◆ Prompt
Reproduce every line of the material below word for word, leaving nothing out.

◆ Exercise materials
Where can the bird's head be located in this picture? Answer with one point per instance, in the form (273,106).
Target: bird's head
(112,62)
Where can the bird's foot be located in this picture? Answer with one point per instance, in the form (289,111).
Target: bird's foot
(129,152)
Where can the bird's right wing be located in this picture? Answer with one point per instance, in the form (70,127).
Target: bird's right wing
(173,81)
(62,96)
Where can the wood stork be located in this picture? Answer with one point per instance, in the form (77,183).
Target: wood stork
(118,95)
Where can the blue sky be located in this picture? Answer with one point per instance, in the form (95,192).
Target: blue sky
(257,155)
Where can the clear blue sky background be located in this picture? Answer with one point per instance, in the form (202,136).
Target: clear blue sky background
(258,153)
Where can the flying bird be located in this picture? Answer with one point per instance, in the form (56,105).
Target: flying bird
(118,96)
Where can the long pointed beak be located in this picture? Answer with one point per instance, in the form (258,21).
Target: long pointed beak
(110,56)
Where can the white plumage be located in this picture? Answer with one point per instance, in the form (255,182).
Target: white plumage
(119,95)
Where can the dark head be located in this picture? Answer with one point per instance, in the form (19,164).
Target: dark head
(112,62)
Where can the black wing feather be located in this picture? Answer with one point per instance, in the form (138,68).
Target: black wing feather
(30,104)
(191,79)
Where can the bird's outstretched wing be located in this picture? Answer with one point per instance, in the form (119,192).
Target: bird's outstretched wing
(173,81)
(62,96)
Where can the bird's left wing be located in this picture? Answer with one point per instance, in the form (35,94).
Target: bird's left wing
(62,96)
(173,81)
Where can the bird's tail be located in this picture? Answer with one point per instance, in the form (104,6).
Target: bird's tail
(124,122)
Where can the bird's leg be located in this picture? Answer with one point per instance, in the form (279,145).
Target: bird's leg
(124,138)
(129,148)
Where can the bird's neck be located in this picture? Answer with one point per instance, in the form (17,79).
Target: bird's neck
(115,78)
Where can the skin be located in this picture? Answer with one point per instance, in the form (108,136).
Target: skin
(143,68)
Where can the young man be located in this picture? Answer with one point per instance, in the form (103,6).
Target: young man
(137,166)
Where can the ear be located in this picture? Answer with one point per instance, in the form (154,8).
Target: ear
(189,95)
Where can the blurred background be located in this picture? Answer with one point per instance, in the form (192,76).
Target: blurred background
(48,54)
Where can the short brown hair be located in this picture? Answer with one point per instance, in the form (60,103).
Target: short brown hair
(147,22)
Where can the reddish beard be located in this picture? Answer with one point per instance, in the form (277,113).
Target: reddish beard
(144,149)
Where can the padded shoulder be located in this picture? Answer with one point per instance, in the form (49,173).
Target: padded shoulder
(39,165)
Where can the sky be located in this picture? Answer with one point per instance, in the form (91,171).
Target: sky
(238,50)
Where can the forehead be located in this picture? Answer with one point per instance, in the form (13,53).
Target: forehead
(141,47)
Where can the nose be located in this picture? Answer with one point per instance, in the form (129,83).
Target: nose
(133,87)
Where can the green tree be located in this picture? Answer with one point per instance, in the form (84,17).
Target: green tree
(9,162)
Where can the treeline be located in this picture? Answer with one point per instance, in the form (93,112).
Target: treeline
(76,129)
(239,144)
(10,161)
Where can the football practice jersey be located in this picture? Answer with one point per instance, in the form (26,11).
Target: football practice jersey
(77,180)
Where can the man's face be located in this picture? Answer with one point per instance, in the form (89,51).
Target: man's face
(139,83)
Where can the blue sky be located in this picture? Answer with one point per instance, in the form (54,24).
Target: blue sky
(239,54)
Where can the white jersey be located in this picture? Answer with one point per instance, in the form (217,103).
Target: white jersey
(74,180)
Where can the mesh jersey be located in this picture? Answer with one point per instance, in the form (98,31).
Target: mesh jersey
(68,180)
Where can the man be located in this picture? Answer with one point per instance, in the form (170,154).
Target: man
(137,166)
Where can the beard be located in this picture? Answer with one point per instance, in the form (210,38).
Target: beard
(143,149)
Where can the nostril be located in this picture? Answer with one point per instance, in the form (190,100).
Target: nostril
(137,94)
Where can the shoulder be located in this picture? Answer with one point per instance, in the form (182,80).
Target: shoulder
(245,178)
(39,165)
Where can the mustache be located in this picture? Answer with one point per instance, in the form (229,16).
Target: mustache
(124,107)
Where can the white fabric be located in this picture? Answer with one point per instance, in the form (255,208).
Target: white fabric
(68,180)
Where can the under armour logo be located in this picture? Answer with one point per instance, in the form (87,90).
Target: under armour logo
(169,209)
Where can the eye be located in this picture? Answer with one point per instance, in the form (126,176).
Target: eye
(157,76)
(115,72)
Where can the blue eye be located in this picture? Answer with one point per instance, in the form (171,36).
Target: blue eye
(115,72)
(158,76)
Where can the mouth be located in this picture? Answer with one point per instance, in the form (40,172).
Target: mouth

◆ Task result
Where can the bird's head be located in this picture? Answer with one point per instance, in the form (273,106).
Target: bird's head
(112,62)
Where can the bird's foot be located in this picture? Answer with one point per instance, in the form (289,111).
Target: bird's foot
(129,152)
Where can the bird's right wing be located in this picture? Answer with one point per instance, in the form (70,127).
Target: bird's right wing
(173,81)
(62,96)
Where can the wood stork be located in this picture? Answer with one point per instance, in the form (77,183).
Target: wood stork
(118,95)
Where can the blue sky be located in this picture? Answer with one point per instance, in the form (95,192).
Target: blue sky
(257,155)
Where can the clear blue sky background be located in this picture? Answer with one point per instance, in the form (202,136).
Target: clear blue sky background
(258,153)
Where can the flying bird be located in this picture? Answer with one point per instance, in the form (56,105).
Target: flying bird
(118,96)
Where can the long pointed beak be located in this picture? Answer with one point per instance, in the form (258,21).
Target: long pointed beak
(110,56)
Where can the white plumage be located in this picture? Answer with one point per instance, in the form (255,182).
Target: white plumage
(119,95)
Where can the dark head be located in this picture? Answer with one point per instance, in the form (19,164).
Target: dark head
(112,62)
Where can the black wing feather be located in this picture? Answer with one point per instance, in the form (138,68).
Target: black wing feather
(30,104)
(191,79)
Where can the bird's outstretched wing be located in this picture? Answer with one point per instance, in the form (119,192).
Target: bird's outstretched wing
(173,81)
(62,96)
Where can the bird's left wing be located in this picture? Answer with one point per instance, in the form (35,94).
Target: bird's left wing
(62,96)
(173,81)
Where can the bird's tail be located in this picture? Answer with one point per instance, in the form (104,6).
Target: bird's tail
(124,122)
Where can the bird's leg be located in this picture? Answer with one point per instance, in the form (279,145).
Target: bird's leg
(124,138)
(129,148)
Where can the bird's neck be located in this picture? Answer with one point per instance, in the form (17,79).
Target: bird's neck
(115,78)
Where can the skin be located in this picture? Answer with one point per instance, in the form (108,136).
Target: skin
(143,68)
Where can the young man be located in this picture? Answer with one point per instance, in the form (103,6).
Target: young man
(137,166)
Where can the ear be located in this picture? Answer with one point per instance, in the form (154,8).
Target: ear
(189,95)
Where can the blurred background be located in this picture? Answer with one point per instance, in the form (192,76).
Target: blurred background
(48,54)
Where can the short brown hair be located in this picture? Answer with one point per instance, in the form (60,103).
Target: short brown hair
(147,22)
Where can the reddish beard be located in this picture? Answer with one point per instance, in the form (277,113).
Target: reddish beard
(144,149)
Where can the padded shoulder be located in this picture? Answer with one point per instance, in the form (49,173).
Target: padded shoulder
(39,165)
Where can the sky be located in this picture? Answer with one point per instance, in the form (91,171).
Target: sky
(238,50)
Where can the forehead be located in this picture? Answer with one point per instance, in the form (13,53).
Target: forehead
(141,47)
Where can the nose be located in this picture? Answer with one point per instance, in the form (129,83).
Target: nose
(133,87)
Where can the green tree be located in this picture? Answer with one point per instance, in the form (84,17).
Target: green tree
(9,162)
Where can the treeline be located in this picture? Answer with one point per instance, in the form (93,112).
Target: treeline
(76,129)
(239,144)
(10,161)
Where can the football practice jersey be located in this picture? Answer with one point per instance, in the form (26,11).
Target: football practice jersey
(77,180)
Where can the man's face be located in this picture? Answer with one point per instance, in the form (89,51).
Target: man's face
(139,83)
Where can the blue sky be located in this picture? Answer with one point per instance, in the form (54,24).
Target: blue sky
(239,54)
Where can the white jersey be located in this picture? Answer with one point per instance, in the form (217,103).
Target: white jersey
(74,180)
Where can the mesh jersey be located in this picture? Answer with one point per instance, in the form (98,31).
Target: mesh jersey
(68,180)
Where can the man be located in this picture? Answer with one point per instance, in the form (170,154).
Target: man
(137,166)
Where can the beard be located in this picture? Answer with one point per instance, in the form (210,38).
Target: beard
(143,149)
Where can the nostril be located in this picture? Answer with one point per instance, in the form (190,100).
Target: nostril
(137,94)
Where can the shoulder be located in this picture? Answer with one point per instance, in the form (182,80).
Target: shoulder
(245,178)
(39,165)
Where can the mustache be located in this picture? Answer with one point per instance, in the form (229,16).
Target: mustache
(124,107)
Where can the white fabric be located in this picture? Answer with one point per instance, in the form (255,208).
Target: white fabric
(68,180)
Where can the under armour logo be located in this picture? Answer with one point per instance, in the form (87,90).
Target: under armour logo
(169,209)
Where can the eye be located in this picture? Answer with one point per instance, in the form (126,176).
Target: eye
(157,76)
(115,72)
Where can the blue eye be located in this picture? Answer with one point per instance, in the form (171,36).
Target: blue eye
(115,72)
(158,76)
Where can the mouth be located in this picture? Answer with one point per instance, in the form (40,172).
Target: mouth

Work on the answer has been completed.